## TEXT EXTRACT
□ □ □ □ □

The Scripture passage for this sermon is Luke 11: 1-16 it can be found here


By James Chan [CC0], via Wikimedia Commons


How do you feel about prayer?  Do you sometimes feel like your prayers never get heard? Do you ever wonder if it does any good to pray?  If you do you are not alone.  Huckleberry Finn also found prayer frustrating.

Miss Watson, she took me in the closet and prayed but nothing come of it. She told me to pray every day and whatever I asked for I would get it. But it weren’t so. I tried it. Once I got a fish line but no hooks. It weren’t any good to me without any hooks. I tried for the hooks three or four times in prayer but somehow I couldn’t make it work. By and by, one day I asked Miss Watson to try for me but she said I was a fool. She never told me why and I couldn’t make it out anyway. I set down one time back in the woods and had a long think about it. I said to myself if a body can get anything they pray for why don’t Deacon Winn get back the money he lost on pork? Why can’t the widow get back her silver snuff box that was stolen? Why can’t Miss Watson fatten up? No says I to myself, there ain’t nothing in it.  (Twain, Mark. Adventures of HuckleBerry Finn. Dover Publications First Edition edition (May 26, 1994).

Have you ever felt like that?  Like “there ain’t nothing in it?”  If you have you are not alone. Like Huck Finn it can be easy to fall into the temptation of believing that prayer is primarily about asking and getting. You ask God for something and you don’t get it, so why bother?  Why bother?  You ask and ask and it doesn’t work.

But, what if prayer is not first and foremost about asking and getting.  That doesn’t mean it is wrong to ask, but what if asking isn’t the main thing?  What if prayer is more about connection – about our relationship with God than what we get out of it?  What if prayer was never intended to be a means to get God to do something?  What if it was never meant to be used as just a tool – or a guaranteed formula – for getting?  Just do it – or do it right – and God will deliver.

□ □ □ □ □

## RECORDS SHOWN
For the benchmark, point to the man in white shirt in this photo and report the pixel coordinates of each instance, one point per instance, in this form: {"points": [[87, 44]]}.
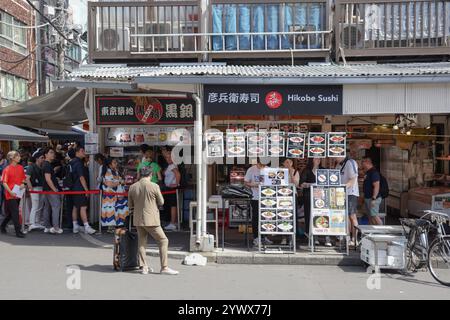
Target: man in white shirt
{"points": [[253, 178], [349, 177]]}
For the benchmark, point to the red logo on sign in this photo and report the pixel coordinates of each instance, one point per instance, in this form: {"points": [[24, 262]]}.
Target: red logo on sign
{"points": [[148, 110], [274, 100]]}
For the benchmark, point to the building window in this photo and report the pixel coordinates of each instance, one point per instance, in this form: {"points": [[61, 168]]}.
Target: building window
{"points": [[12, 37], [13, 89]]}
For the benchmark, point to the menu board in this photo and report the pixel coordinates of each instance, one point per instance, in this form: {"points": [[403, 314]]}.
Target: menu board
{"points": [[336, 144], [317, 145], [236, 144], [275, 176], [296, 145], [214, 144], [276, 144], [257, 144], [153, 136], [328, 210], [277, 210]]}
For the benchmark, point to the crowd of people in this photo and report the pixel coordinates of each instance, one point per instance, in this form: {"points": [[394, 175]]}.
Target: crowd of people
{"points": [[304, 180], [46, 172]]}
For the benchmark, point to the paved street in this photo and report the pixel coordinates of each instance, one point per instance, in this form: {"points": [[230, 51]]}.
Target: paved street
{"points": [[35, 267]]}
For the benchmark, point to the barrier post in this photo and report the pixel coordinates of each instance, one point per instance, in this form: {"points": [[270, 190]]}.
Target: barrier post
{"points": [[100, 212]]}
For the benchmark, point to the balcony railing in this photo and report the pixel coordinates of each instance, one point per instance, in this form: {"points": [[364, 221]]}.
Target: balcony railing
{"points": [[171, 29], [391, 28]]}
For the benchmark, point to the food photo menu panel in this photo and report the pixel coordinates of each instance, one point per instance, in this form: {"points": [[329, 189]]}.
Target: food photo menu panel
{"points": [[277, 210]]}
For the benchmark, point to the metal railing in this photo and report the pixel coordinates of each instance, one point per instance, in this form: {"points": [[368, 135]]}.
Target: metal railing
{"points": [[390, 28], [232, 43]]}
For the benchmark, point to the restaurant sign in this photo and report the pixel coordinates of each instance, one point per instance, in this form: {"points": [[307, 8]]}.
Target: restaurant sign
{"points": [[273, 100], [144, 110]]}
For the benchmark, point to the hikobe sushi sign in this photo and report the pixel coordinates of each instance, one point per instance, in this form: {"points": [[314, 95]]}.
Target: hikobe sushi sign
{"points": [[144, 110], [273, 100]]}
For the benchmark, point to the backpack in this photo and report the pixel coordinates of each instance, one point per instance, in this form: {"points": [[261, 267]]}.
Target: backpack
{"points": [[384, 187], [68, 178], [184, 177]]}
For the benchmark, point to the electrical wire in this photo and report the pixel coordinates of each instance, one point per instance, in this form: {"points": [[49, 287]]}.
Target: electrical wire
{"points": [[50, 22]]}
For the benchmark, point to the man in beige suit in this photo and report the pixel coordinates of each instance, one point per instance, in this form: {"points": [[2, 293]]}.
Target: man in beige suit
{"points": [[144, 198]]}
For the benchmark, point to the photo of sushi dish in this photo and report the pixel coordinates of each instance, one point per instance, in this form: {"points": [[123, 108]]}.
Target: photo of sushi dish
{"points": [[336, 139], [296, 139], [268, 215], [285, 203], [255, 151], [337, 150], [277, 151], [321, 222], [268, 227], [317, 139], [268, 192], [285, 192], [268, 203], [276, 137], [285, 226], [285, 214], [296, 152], [256, 138]]}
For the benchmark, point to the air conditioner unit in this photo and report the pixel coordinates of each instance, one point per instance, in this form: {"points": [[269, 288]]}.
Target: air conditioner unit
{"points": [[352, 35], [305, 40], [113, 39], [158, 43]]}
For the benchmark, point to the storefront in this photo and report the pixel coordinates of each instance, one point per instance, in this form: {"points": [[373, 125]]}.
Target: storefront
{"points": [[290, 99]]}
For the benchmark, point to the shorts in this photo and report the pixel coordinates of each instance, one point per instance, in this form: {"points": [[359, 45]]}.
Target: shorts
{"points": [[170, 200], [352, 204], [79, 201], [374, 210]]}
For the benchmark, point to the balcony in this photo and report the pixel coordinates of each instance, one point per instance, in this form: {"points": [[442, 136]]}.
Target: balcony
{"points": [[231, 29], [385, 28]]}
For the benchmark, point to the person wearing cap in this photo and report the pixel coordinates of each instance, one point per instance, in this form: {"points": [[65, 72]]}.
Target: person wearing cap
{"points": [[35, 182], [144, 198]]}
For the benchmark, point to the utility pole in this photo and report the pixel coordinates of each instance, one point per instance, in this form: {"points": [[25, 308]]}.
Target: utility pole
{"points": [[61, 45]]}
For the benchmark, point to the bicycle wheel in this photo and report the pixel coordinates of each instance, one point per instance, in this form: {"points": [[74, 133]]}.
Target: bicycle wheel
{"points": [[439, 260]]}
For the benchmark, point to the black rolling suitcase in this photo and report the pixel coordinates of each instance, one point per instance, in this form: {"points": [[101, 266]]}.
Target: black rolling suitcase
{"points": [[125, 256]]}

□ □ □ □ □

## DO THIS
In the sermon's passage from Huckleberry Finn, what did Huck get that was no good to him without hooks? The items have nothing to do with the sermon.

## COMPLETE OUTPUT
A fish line.